** begin DATA LISTING **

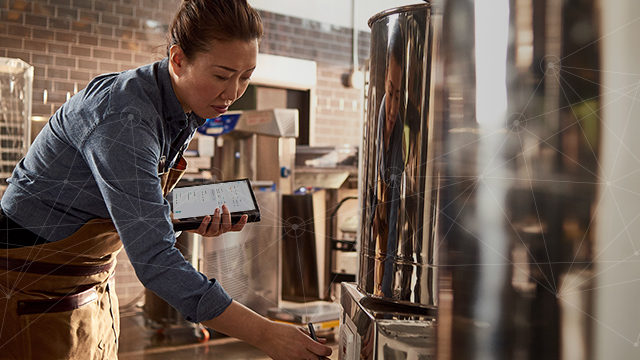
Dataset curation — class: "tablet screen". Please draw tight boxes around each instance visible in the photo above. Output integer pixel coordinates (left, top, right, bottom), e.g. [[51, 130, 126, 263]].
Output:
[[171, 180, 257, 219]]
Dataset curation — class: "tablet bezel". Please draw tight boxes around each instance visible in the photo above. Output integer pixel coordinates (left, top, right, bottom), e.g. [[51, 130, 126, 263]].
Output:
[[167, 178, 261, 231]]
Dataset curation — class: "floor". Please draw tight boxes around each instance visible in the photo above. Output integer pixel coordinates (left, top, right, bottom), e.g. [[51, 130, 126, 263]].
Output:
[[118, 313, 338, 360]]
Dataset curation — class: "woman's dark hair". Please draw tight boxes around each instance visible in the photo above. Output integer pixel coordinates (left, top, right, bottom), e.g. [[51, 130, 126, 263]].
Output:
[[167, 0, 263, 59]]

** end DATA LISTING **
** begin DATA LISTING **

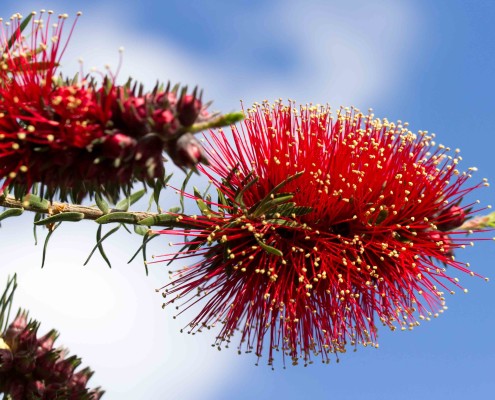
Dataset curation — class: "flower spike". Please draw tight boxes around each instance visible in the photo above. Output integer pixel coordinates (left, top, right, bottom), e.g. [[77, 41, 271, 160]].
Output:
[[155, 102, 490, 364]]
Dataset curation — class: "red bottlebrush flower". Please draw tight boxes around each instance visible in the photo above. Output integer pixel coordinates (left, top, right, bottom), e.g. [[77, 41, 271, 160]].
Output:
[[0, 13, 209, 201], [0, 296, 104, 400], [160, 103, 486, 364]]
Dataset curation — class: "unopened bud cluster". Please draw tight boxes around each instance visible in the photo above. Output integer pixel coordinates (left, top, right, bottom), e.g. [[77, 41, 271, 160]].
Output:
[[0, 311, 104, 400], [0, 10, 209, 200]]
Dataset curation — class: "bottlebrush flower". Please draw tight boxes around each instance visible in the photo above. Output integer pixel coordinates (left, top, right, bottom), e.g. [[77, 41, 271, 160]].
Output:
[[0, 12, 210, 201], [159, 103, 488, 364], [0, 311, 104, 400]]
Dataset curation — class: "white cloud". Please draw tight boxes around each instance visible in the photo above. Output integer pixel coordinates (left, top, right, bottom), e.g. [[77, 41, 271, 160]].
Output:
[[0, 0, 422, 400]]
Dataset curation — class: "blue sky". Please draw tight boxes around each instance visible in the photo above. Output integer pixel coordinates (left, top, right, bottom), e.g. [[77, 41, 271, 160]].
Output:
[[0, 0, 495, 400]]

** end DATA LISTING **

▸ **EXERCISE GOAL**: Show every line of the records above that contains the string "tablet", reproducing each such line in full. Matching is case-sensitive.

▸ **THE OUTPUT**:
Dataset curation — class: "tablet screen". Please draw tight boxes around each instance visible in the photo above. Output integer pixel coordinates (left, top, right, bottom), e.g. [[51, 130, 126, 263]].
Dataset curation — class: "tablet bezel". Please draw tight boxes around each instance visible in the photo above. Output integer pixel coordinates (left, top, right, bottom), e.g. [[51, 130, 126, 263]].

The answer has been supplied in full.